» **Instructions for the task**
Print out the data precisely as it appears here, with no pictures.

Input data: Begin

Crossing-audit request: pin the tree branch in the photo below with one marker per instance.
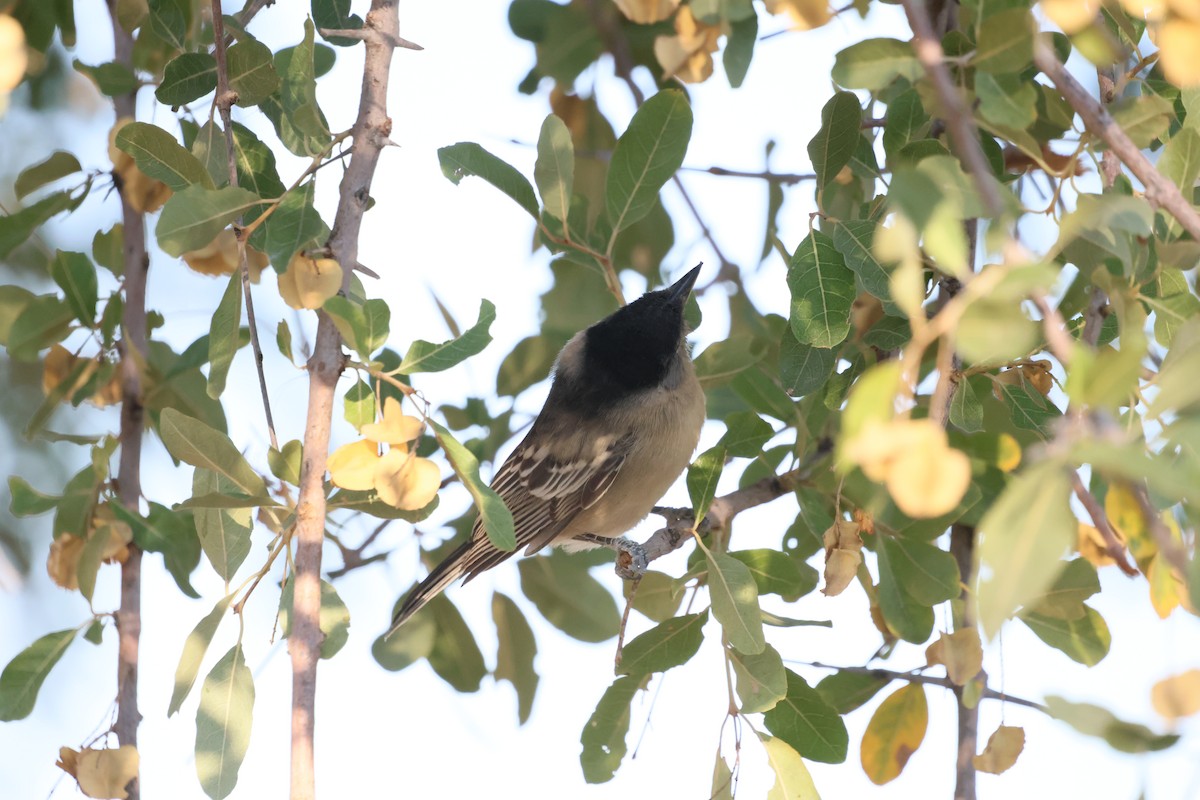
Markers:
(133, 349)
(958, 121)
(929, 680)
(1161, 192)
(225, 101)
(370, 136)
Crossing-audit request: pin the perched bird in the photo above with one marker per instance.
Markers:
(619, 425)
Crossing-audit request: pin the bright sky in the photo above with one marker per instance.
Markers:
(409, 734)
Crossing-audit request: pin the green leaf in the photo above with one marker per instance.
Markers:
(736, 602)
(1006, 42)
(762, 680)
(333, 617)
(193, 217)
(429, 356)
(604, 735)
(187, 78)
(455, 656)
(190, 440)
(496, 516)
(658, 595)
(295, 226)
(702, 477)
(364, 326)
(517, 648)
(927, 572)
(335, 14)
(195, 648)
(1007, 100)
(802, 367)
(853, 239)
(169, 20)
(966, 409)
(76, 275)
(1095, 721)
(1024, 535)
(223, 533)
(739, 49)
(569, 597)
(822, 292)
(875, 62)
(23, 678)
(555, 168)
(359, 404)
(778, 573)
(251, 72)
(665, 645)
(808, 723)
(646, 157)
(28, 501)
(1085, 639)
(111, 78)
(222, 723)
(225, 337)
(745, 434)
(17, 227)
(792, 777)
(849, 690)
(468, 158)
(160, 156)
(171, 533)
(57, 166)
(834, 143)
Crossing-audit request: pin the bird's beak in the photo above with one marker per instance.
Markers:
(682, 288)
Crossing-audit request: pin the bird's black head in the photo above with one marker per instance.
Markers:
(633, 348)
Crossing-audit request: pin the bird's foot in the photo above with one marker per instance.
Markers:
(631, 559)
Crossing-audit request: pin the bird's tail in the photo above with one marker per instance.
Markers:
(469, 559)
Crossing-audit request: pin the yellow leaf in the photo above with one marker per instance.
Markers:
(1071, 16)
(1091, 546)
(63, 564)
(220, 257)
(352, 467)
(646, 12)
(1164, 588)
(805, 13)
(13, 55)
(929, 481)
(395, 428)
(843, 555)
(1179, 50)
(961, 653)
(1002, 750)
(406, 482)
(894, 733)
(792, 777)
(310, 282)
(1177, 696)
(144, 193)
(101, 773)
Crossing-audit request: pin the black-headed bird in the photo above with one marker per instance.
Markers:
(619, 425)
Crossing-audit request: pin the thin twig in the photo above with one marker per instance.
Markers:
(1113, 543)
(959, 122)
(370, 134)
(225, 101)
(1161, 192)
(133, 354)
(930, 680)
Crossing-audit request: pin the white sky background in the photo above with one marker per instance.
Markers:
(409, 734)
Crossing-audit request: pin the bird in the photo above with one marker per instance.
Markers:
(619, 425)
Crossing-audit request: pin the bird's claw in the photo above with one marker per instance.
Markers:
(631, 559)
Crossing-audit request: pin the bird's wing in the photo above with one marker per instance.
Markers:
(546, 488)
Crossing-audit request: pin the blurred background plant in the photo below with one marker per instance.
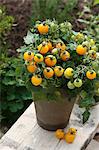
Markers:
(89, 17)
(61, 10)
(6, 23)
(13, 92)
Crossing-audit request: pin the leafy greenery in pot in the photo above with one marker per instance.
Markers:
(90, 20)
(56, 57)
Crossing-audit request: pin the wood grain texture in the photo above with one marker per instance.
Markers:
(25, 134)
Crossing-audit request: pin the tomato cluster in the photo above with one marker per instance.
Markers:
(59, 58)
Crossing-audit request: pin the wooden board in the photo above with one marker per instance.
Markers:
(25, 134)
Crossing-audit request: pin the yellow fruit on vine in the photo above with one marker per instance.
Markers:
(68, 73)
(58, 71)
(65, 55)
(70, 85)
(36, 80)
(43, 28)
(32, 67)
(91, 74)
(81, 50)
(43, 48)
(48, 72)
(28, 56)
(49, 45)
(38, 58)
(60, 134)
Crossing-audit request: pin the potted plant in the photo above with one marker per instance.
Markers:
(61, 65)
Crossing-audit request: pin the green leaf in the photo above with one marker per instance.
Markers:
(86, 116)
(10, 96)
(87, 102)
(96, 2)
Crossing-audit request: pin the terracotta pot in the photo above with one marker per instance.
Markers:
(52, 115)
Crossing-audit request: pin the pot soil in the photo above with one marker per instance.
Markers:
(52, 115)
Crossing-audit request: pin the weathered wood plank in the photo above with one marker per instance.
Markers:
(20, 129)
(93, 145)
(85, 132)
(25, 134)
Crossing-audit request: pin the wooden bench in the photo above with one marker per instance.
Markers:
(25, 134)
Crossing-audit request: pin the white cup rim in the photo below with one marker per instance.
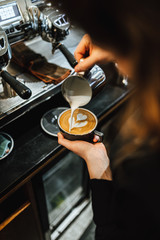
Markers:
(78, 134)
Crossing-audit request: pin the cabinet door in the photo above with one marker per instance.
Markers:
(20, 225)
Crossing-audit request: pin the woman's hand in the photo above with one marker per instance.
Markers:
(95, 156)
(91, 54)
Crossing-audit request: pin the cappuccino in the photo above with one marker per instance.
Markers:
(83, 121)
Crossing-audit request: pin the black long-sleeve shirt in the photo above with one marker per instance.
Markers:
(129, 206)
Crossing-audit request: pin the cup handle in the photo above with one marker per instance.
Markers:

Input data: End

» **Solution to this exercise**
Crossing-audit request: pin the tree branch in the photo below with one marker per instance.
Markers:
(133, 349)
(958, 121)
(929, 680)
(1161, 192)
(225, 101)
(370, 136)
Crossing-audit request: pin the perched bird in the photo above with one marker per instance.
Markers:
(619, 425)
Crossing-audit request: pin the bright sky in the photo above with one marker per instance.
Markers:
(409, 734)
Crossing-audit request: pin the green leaf in the photo above with one marker per instance.
Markers:
(736, 602)
(1006, 42)
(762, 680)
(333, 617)
(193, 217)
(429, 356)
(604, 735)
(187, 78)
(455, 656)
(190, 440)
(496, 516)
(658, 595)
(295, 226)
(702, 477)
(364, 326)
(517, 648)
(927, 572)
(335, 14)
(195, 648)
(1007, 100)
(802, 367)
(853, 239)
(169, 20)
(966, 409)
(76, 275)
(1095, 721)
(1024, 535)
(223, 533)
(739, 49)
(569, 597)
(822, 292)
(875, 62)
(23, 678)
(555, 168)
(359, 404)
(778, 573)
(251, 72)
(665, 645)
(808, 723)
(646, 157)
(28, 501)
(1085, 639)
(111, 78)
(222, 723)
(225, 337)
(745, 434)
(17, 227)
(792, 777)
(849, 690)
(468, 158)
(160, 156)
(171, 533)
(57, 166)
(834, 143)
Crossing-audit request: pin the bird's beak in the photo above with one marker per instance.
Markers:
(682, 288)
Crossing-audit request: pin the bird's black head in the photo above with one marker per instance.
Markers:
(633, 348)
Crossing-audit request: pin the bird's foot in the photo above with one marker per instance.
Markers:
(631, 559)
Crossing-audit request: pin the bird's tail in the photo above with one marker per instance.
Markers:
(469, 559)
Crossing-audit request: pin the yellow leaf in the photo above with one marker per instance.
Markers:
(1071, 16)
(1091, 546)
(63, 564)
(220, 257)
(352, 467)
(646, 12)
(1164, 588)
(805, 13)
(13, 55)
(929, 481)
(395, 428)
(843, 555)
(1179, 50)
(961, 653)
(1002, 750)
(406, 482)
(894, 733)
(792, 777)
(310, 282)
(1177, 696)
(144, 193)
(101, 773)
Crossing-audit request: pin the black-headed bird in the photo above with one marker per instance.
Markers:
(619, 425)
Crossing-audit request: pin the thin twig in the photo above with one marker per instance.
Markers:
(1113, 543)
(959, 122)
(370, 134)
(225, 101)
(1161, 192)
(133, 354)
(930, 680)
Crossing-audit request: pin the white sky background in the photo above with one marker per instance.
Markers:
(409, 734)
Crossing-audit request: pin the bird in the photo above with one marker per instance.
Markers:
(619, 425)
Crossing-audit request: pin the bird's claw in the photo above with one marker per instance.
Markers:
(631, 559)
Crossing-audit request: pin the bird's wing in the photo above with one marker per instance.
Markers:
(546, 488)
Crossing-audit request: pin the blurred background plant in the photo below with one marker per instance.
Markers:
(89, 17)
(61, 10)
(6, 23)
(13, 92)
Crossing-audit request: pin the leafy greenery in pot in the photo above with one marker per instance.
Markers:
(90, 20)
(56, 57)
Crossing-audit request: pin the wood grain texture in the photo above with one marker per instance.
Markers:
(25, 134)
Crossing-audit request: pin the tomato cluster in the photo above with one marker per instance.
Markers:
(59, 58)
Crossing-audit request: pin the wooden board in the photo above with one marker per instance.
Markers:
(25, 134)
Crossing-audit request: pin the yellow fruit on vine in the photo above with one marker per instance.
Markers:
(68, 73)
(58, 71)
(65, 55)
(70, 85)
(36, 80)
(43, 28)
(32, 67)
(91, 74)
(81, 50)
(43, 48)
(48, 72)
(28, 56)
(49, 45)
(38, 58)
(60, 134)
Crossing-audit request: pin the potted plant in the photo above with one marker per instance.
Markers:
(61, 65)
Crossing-audit request: pin the green leaf in the photo above with one marker per instance.
Markers:
(86, 116)
(10, 96)
(87, 102)
(96, 2)
Crossing-audit request: pin the terracotta pot in the photo above with one marker per instance.
Markers:
(52, 115)
Crossing-audit request: pin the pot soil in the photo above with one marker per instance.
Markers:
(52, 115)
Crossing-audit request: pin the weathered wood plank in the photo above with one marker per instance.
Markers:
(20, 129)
(93, 145)
(85, 132)
(25, 134)
Crossing-audit request: pin the wooden bench in the photo above with one marker per instance.
Markers:
(25, 134)
Crossing-audit request: pin the white cup rim in the photo below with one marker per instance.
Markers:
(78, 134)
Crossing-audit request: pin the cabinet door in the photo above with one marker per instance.
Markers:
(20, 225)
Crossing-audit request: pin the woman's hand in the photo above with one marker per instance.
Markers:
(95, 156)
(91, 54)
Crossing-audit request: pin the cappuccino in the photo above with one marker per instance.
Markers:
(83, 121)
Crossing-audit request: pin the black long-sleeve shirt in the photo above with one marker per instance.
Markers:
(129, 206)
Crossing-audit request: pin the cup handle in the photo above with one marker per instance.
Markers:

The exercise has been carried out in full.